Detection annotation records:
───

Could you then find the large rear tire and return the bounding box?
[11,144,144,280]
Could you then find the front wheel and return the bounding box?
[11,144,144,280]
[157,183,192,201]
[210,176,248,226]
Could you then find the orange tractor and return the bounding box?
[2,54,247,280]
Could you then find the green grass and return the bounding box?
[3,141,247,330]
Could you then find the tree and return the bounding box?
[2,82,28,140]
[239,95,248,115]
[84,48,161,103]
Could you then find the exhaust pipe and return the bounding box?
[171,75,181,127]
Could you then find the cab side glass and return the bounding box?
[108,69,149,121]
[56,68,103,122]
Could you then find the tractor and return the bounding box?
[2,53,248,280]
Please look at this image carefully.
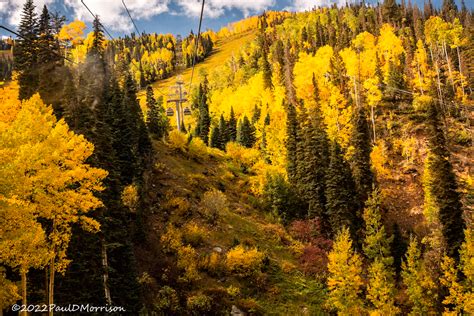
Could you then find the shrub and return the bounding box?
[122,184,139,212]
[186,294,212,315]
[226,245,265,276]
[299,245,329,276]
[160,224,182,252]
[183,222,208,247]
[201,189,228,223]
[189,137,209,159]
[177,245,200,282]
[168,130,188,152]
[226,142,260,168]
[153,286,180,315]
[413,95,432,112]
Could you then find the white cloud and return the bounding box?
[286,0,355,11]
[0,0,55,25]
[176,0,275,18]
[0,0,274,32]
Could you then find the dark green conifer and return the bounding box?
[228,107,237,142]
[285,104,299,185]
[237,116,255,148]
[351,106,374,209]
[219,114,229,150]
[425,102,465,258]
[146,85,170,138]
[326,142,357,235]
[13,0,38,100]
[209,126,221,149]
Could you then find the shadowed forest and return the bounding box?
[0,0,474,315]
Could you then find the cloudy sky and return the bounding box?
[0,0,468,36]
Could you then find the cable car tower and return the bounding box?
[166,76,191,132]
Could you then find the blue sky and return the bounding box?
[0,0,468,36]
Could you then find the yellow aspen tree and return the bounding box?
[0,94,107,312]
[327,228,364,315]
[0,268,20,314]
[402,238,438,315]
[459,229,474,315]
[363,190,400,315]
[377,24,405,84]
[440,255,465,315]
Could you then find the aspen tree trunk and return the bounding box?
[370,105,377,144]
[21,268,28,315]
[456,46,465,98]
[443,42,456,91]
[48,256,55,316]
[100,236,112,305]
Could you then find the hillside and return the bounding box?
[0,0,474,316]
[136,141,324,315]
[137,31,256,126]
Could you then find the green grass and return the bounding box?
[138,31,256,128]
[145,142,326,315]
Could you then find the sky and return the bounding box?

───

Stated problem:
Return each line from the entries above that includes the word "aspen".

Full output:
Could you then find the yellow aspen tree and return the bounding box?
Could you then find the aspen tree trunk and return the bounding box?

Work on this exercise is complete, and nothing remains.